What is needed -
After locating the line that contains "Target: notepad" in the data below, set down exactly that line and each one after it through the line that contains "Annotation task — mark the white shoe", and nothing more.

Stored data entries -
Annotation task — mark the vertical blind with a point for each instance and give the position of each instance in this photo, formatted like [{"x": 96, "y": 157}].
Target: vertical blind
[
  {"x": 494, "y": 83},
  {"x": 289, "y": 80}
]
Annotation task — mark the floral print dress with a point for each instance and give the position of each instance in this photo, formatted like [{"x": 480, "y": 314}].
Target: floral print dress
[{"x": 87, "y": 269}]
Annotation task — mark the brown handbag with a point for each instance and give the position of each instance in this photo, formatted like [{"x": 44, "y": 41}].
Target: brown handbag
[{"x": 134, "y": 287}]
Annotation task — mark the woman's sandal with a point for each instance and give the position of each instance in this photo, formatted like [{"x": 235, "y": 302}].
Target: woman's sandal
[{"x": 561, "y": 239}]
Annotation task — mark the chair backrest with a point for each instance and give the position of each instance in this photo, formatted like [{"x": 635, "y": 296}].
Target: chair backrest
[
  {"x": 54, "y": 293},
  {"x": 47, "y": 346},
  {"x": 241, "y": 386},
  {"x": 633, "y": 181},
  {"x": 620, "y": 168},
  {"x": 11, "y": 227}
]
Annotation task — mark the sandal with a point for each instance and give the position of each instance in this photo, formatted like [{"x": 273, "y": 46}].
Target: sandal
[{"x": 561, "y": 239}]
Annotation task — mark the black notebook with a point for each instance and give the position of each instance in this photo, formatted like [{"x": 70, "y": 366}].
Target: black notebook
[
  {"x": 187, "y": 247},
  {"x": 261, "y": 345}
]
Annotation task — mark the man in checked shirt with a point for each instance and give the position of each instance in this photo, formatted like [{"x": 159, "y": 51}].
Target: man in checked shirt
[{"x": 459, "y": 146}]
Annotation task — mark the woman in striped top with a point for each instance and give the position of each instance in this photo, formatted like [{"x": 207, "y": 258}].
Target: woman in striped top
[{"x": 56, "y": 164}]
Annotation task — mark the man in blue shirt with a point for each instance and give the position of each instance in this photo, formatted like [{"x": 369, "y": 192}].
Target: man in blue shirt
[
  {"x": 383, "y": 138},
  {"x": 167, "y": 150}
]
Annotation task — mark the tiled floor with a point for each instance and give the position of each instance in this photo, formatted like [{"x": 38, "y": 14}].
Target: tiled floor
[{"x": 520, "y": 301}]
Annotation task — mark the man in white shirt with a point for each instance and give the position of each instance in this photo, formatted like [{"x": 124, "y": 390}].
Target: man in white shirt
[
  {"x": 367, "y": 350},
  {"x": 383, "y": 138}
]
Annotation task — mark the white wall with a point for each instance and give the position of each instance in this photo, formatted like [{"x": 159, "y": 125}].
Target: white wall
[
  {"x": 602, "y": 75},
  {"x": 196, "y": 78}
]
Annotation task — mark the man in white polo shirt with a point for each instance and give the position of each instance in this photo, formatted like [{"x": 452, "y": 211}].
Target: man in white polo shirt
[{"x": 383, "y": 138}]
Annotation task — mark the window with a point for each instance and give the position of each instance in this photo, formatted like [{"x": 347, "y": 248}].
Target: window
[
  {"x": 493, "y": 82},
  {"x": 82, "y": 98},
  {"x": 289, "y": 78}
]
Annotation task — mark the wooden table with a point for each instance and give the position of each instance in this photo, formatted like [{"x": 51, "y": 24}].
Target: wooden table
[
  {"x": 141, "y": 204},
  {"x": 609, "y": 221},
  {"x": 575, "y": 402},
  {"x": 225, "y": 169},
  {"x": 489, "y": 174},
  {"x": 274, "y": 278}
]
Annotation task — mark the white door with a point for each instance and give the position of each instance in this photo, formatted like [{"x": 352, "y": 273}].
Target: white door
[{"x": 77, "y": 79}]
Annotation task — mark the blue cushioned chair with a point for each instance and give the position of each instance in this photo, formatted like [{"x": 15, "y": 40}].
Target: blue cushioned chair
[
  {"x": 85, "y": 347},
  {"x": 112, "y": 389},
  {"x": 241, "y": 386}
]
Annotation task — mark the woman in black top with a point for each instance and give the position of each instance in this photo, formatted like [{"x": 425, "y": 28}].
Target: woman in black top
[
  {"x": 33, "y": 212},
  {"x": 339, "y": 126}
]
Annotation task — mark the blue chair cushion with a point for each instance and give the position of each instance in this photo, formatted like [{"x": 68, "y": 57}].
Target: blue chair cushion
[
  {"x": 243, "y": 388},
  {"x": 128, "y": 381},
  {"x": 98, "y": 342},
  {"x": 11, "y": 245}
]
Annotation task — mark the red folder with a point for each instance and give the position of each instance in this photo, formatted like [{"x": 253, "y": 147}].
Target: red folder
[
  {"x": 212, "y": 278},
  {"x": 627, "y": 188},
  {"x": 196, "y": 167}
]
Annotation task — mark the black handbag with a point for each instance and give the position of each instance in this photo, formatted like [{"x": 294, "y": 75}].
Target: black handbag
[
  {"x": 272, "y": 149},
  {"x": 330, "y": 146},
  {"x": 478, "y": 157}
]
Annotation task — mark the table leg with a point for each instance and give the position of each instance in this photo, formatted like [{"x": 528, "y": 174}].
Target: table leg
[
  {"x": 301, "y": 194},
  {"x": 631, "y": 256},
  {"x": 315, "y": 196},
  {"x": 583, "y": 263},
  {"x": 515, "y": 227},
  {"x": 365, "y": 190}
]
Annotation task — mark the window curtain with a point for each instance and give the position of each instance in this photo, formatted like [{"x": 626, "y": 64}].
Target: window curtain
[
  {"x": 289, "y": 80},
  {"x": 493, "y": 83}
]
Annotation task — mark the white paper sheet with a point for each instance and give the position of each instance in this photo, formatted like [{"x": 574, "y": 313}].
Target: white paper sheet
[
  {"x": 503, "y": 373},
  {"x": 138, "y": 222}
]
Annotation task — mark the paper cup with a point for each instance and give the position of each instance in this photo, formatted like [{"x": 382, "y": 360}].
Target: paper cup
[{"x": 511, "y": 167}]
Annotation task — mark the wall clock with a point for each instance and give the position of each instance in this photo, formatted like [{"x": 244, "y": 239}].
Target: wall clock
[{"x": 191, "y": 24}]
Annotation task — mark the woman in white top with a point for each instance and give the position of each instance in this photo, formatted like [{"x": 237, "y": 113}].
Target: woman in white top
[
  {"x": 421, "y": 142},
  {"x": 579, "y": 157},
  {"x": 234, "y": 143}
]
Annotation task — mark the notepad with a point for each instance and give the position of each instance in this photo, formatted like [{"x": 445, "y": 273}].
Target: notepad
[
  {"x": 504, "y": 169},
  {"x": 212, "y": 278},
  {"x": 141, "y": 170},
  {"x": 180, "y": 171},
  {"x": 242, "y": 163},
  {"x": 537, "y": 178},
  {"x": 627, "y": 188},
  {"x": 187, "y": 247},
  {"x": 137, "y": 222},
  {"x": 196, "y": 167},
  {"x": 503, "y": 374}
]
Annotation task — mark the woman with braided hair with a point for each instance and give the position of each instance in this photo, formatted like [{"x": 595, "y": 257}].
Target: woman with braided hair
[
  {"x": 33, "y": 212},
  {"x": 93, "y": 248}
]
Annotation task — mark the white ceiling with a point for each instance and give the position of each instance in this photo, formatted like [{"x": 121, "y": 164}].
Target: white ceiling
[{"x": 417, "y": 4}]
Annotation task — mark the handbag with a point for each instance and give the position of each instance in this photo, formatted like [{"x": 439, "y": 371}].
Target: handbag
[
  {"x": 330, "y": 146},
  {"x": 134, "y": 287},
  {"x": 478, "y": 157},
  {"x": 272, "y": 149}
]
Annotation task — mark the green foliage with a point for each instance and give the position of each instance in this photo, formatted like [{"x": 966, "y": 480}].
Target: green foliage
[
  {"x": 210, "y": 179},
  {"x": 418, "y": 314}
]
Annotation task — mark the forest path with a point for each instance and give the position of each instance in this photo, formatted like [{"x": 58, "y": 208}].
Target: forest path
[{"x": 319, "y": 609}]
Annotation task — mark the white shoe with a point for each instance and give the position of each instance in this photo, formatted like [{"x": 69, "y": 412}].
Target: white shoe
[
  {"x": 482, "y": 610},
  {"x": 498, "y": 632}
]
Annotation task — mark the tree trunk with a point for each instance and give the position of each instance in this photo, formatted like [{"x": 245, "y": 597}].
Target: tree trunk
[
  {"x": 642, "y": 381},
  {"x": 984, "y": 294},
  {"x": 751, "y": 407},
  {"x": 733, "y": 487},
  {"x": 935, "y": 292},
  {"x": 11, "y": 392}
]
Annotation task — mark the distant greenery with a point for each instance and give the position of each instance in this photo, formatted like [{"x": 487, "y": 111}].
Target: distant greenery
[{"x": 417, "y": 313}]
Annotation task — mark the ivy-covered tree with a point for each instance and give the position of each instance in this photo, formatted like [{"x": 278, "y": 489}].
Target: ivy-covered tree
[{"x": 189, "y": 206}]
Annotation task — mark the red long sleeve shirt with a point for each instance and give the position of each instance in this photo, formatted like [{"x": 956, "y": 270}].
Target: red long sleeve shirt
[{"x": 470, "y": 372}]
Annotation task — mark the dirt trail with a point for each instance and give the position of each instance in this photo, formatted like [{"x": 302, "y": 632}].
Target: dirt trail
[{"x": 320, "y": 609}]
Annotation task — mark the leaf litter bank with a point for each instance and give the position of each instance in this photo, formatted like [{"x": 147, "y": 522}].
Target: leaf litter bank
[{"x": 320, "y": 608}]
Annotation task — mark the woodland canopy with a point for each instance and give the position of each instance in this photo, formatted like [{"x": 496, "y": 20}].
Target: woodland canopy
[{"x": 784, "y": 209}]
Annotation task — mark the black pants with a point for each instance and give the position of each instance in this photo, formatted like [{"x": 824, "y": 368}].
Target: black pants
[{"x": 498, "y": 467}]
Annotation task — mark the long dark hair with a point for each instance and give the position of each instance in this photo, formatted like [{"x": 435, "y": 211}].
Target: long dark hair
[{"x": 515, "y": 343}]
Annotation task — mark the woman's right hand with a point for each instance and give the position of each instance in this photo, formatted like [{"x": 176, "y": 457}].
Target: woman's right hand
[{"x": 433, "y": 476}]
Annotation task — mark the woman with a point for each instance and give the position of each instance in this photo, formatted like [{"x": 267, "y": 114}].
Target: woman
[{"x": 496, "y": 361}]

Answer to the problem -
Target: notepad
[
  {"x": 504, "y": 169},
  {"x": 212, "y": 278},
  {"x": 141, "y": 170},
  {"x": 180, "y": 171},
  {"x": 242, "y": 163},
  {"x": 537, "y": 178},
  {"x": 627, "y": 188},
  {"x": 187, "y": 247},
  {"x": 137, "y": 222},
  {"x": 196, "y": 167},
  {"x": 503, "y": 374}
]
Annotation task — mark the woman with braided hair with a point for each instance and give the position of each instance in this photo, formatted like [{"x": 595, "y": 257}].
Target: woman with braided hair
[
  {"x": 33, "y": 212},
  {"x": 93, "y": 248}
]
Annotation task — mark the white ceiling with a point for each instance and give the position of each instance in this photo, formatted like [{"x": 121, "y": 164}].
Target: white ceiling
[{"x": 417, "y": 4}]
Annotation task — mark the handbag with a point for each instance and give the position of each instance in this photo, formatted like [{"x": 439, "y": 371}].
Target: handbag
[
  {"x": 330, "y": 146},
  {"x": 134, "y": 287},
  {"x": 478, "y": 157},
  {"x": 272, "y": 149}
]
Annotation task — mark the green foliage with a point for each instance and give the position of each instance in this photo, formatted like [{"x": 966, "y": 480}].
Target: green foliage
[
  {"x": 210, "y": 179},
  {"x": 418, "y": 314}
]
Annotation task — mark the forest path with a point for each instance and give the position of each instance in this photo, formatted like [{"x": 58, "y": 208}].
Target: forest path
[{"x": 319, "y": 609}]
Annotation task — mark the white shoe with a point for each instance and give the position of each instance in this photo, formatted like [{"x": 69, "y": 412}].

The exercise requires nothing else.